Exercise instructions — Put every line of the items below into a JSON list of strings, one string per line, and leave out any blank lines.

Dataset rows —
○ ○ ○

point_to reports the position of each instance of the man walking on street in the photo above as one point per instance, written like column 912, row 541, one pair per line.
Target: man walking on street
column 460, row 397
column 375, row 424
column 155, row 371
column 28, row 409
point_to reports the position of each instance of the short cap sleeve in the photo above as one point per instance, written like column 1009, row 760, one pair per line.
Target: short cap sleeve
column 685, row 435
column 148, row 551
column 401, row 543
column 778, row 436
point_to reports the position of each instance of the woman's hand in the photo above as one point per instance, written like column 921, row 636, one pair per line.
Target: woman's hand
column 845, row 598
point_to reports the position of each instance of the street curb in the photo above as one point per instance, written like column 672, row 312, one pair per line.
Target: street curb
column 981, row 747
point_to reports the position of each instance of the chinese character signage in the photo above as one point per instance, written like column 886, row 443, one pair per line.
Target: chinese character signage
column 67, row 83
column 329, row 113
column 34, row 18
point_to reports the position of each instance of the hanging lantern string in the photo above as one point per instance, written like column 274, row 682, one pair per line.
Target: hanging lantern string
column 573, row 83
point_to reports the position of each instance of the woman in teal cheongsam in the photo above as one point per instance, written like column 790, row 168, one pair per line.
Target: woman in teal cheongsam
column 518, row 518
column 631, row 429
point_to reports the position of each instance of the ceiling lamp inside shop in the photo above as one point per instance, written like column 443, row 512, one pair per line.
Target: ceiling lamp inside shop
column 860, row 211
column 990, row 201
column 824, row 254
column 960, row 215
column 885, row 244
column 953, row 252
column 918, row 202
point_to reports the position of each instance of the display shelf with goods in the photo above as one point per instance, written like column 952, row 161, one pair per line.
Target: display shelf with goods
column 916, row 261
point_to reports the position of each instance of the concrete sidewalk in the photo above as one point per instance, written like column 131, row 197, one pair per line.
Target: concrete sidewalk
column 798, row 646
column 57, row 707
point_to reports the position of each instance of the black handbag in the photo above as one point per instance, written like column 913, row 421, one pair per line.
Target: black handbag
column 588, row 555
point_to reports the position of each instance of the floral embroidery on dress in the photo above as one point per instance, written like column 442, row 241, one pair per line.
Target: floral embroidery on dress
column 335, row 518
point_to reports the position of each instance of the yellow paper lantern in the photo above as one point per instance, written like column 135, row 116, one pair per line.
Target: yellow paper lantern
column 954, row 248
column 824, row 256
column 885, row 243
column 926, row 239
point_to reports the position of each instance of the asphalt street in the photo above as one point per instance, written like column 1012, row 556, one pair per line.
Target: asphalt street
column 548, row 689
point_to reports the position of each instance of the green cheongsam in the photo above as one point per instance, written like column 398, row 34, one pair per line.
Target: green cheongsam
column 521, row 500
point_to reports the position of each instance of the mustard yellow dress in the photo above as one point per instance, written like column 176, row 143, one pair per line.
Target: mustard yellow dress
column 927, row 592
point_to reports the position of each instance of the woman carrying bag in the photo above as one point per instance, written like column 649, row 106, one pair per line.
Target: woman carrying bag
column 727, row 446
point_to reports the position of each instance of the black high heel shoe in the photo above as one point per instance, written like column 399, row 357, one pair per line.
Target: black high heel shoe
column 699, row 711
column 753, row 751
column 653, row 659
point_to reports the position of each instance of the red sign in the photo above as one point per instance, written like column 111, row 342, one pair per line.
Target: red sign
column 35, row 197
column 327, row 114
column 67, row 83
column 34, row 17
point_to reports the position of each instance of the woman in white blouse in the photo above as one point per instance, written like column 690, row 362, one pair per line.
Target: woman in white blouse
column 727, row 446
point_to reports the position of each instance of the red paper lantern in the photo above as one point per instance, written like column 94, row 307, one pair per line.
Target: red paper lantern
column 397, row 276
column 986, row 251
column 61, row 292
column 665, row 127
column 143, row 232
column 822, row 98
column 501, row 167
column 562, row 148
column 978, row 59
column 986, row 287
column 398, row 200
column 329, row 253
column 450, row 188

○ ○ ○

Task output —
[
  "point_to reports the position of each instance of the man walking on street in the photo above as one point per instance, written like column 912, row 541, one pair per line.",
  "Target: man walking on street",
  "column 460, row 397",
  "column 375, row 424",
  "column 155, row 371",
  "column 28, row 409",
  "point_to reports the position of each instance of the short cap sleeve in the photo above as one point per instance, written like column 1009, row 760, one pair per line.",
  "Target: short cap sleeve",
  "column 685, row 435",
  "column 148, row 551",
  "column 401, row 543",
  "column 778, row 436",
  "point_to reports the position of each instance of the woman's hand in the photo above as one point per instance, written like column 921, row 636, one pair per line.",
  "Target: woman's hand",
  "column 845, row 598",
  "point_to reports the position of each instance of the street curb in the photo above as one point per instance, written like column 672, row 312, one pair per line.",
  "Target: street curb",
  "column 981, row 747",
  "point_to reports the position of each instance of the chinese character signage in the photo above as one point per instance, written like column 886, row 443, one pair per line.",
  "Target: chinese character signage",
  "column 67, row 83",
  "column 329, row 113",
  "column 34, row 18",
  "point_to reports the position of each instance of the hanging lantern string in the photo above as one point per instance, written like column 274, row 682, one pair per line.",
  "Target: hanging lantern string",
  "column 573, row 83",
  "point_to reports the position of each instance of the woman in teal cheongsam in the photo above as one point per instance, written like column 790, row 168, one pair per line.",
  "Target: woman in teal cheongsam",
  "column 518, row 518",
  "column 631, row 429",
  "point_to reports the position of each instance of the ceiling lamp inside shop in the photo above as one point per instance, written like column 443, row 512, one pair per line.",
  "Target: ceiling lamp inside shop",
  "column 860, row 211",
  "column 990, row 201",
  "column 824, row 254",
  "column 960, row 215",
  "column 885, row 244",
  "column 953, row 252",
  "column 918, row 202",
  "point_to reports the position of each instance of the display shelf with goods in the photo above as one point per instance, written like column 952, row 161, one pair per line.",
  "Target: display shelf with goods",
  "column 916, row 261",
  "point_to reports the position of each instance of the concrete sidewalk in the photo above as one point per instance, written like column 131, row 197, one pair per line.",
  "Target: concrete sidewalk",
  "column 798, row 646",
  "column 57, row 707",
  "point_to reports the position of each instance of the black handbag in the photo above as one point per instance, written like column 913, row 421, one pair per line.",
  "Target: black handbag",
  "column 588, row 555",
  "point_to reports the position of each instance of the floral embroidery on dress in the photo above as one point per instance, written like column 442, row 241, one pair per line.",
  "Target: floral embroidery on dress",
  "column 335, row 518",
  "point_to reports the position of each instance of the yellow paper lantern in the photo above as one point per instance, written like column 135, row 116, one pair per line.",
  "Target: yellow paper lantern",
  "column 954, row 248",
  "column 824, row 256",
  "column 885, row 243",
  "column 926, row 239",
  "point_to reports the position of each instance of the asphalt street in the photo above as one point per instance, written like column 1012, row 556, one pair per line.",
  "Target: asphalt street",
  "column 548, row 689",
  "point_to reports the position of each instance of the green cheongsam in the photo above as one point per instance, written like column 398, row 34, one pair per line.",
  "Target: green cheongsam",
  "column 521, row 500",
  "point_to reports the position of each instance of the mustard yellow dress in the photo above as one point per instance, written like column 176, row 143, one pair per line.",
  "Target: mustard yellow dress",
  "column 927, row 592",
  "point_to reports the position of each instance of the woman carrying bag in the photo above as one point per instance, written like column 649, row 106, one pair per line.",
  "Target: woman carrying bag",
  "column 727, row 446",
  "point_to reports the position of each instance of the black high heel shoe in the photo above as one point per instance, written like column 399, row 357, one pair per line.",
  "Target: black high heel shoe",
  "column 699, row 711",
  "column 753, row 751",
  "column 653, row 659",
  "point_to reports the position of each instance of the red sign in the photo above as one point per instance, written like column 111, row 342, one pair per line.",
  "Target: red sign",
  "column 35, row 197",
  "column 327, row 114",
  "column 67, row 83",
  "column 34, row 17",
  "point_to reports the position of each instance of the woman in white blouse in the photo above as one point per instance, written like column 690, row 362, one pair per line.",
  "Target: woman in white blouse",
  "column 727, row 446",
  "point_to reports the position of each instance of the red paper lantern in the photo above as one point per instance, written like column 94, row 307, one pair per line.",
  "Target: red paper lantern",
  "column 397, row 276",
  "column 986, row 251",
  "column 61, row 292",
  "column 665, row 127",
  "column 143, row 232",
  "column 822, row 98",
  "column 501, row 167",
  "column 562, row 148",
  "column 978, row 59",
  "column 986, row 287",
  "column 398, row 200",
  "column 329, row 253",
  "column 450, row 188"
]